— BEGIN EXTRACTED RECORDS —

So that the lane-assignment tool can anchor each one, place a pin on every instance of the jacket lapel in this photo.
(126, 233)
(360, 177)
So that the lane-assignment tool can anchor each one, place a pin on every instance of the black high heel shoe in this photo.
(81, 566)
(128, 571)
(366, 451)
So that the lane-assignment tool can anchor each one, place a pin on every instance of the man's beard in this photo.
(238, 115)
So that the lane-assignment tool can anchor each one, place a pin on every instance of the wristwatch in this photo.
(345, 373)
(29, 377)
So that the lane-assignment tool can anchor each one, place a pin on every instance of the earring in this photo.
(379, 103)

— END EXTRACTED RECORDS —
— BEGIN EXTRACTED RECORDS —

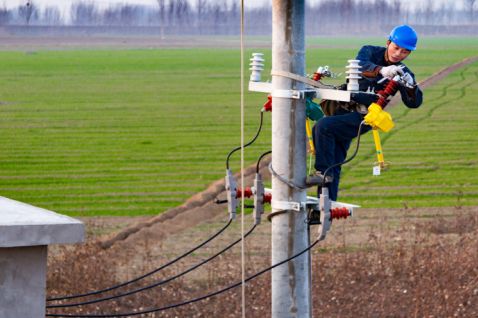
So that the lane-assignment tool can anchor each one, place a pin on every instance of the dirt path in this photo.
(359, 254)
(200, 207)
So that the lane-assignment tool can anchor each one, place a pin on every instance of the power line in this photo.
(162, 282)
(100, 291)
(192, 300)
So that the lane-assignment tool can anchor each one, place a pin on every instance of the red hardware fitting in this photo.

— END EXTRACTED RECORDS —

## STATED GOAL:
Can you transcribe the records above, from the line containing "path in this photo." through the line containing "fitting in this photo.", with every line kept the same?

## WRITTEN RESPONSE:
So that the lane-assignment tool can anchor each one, place a pin on every instance of the dirt path in this photo.
(359, 254)
(200, 207)
So that the lane-assignment tool can anchor each one, place a pin on every instance of the power line in this photo.
(162, 282)
(100, 291)
(192, 300)
So that the lane-assignment tool can anchor each one, place a pin on every instance of the red hardware fitting in this photo.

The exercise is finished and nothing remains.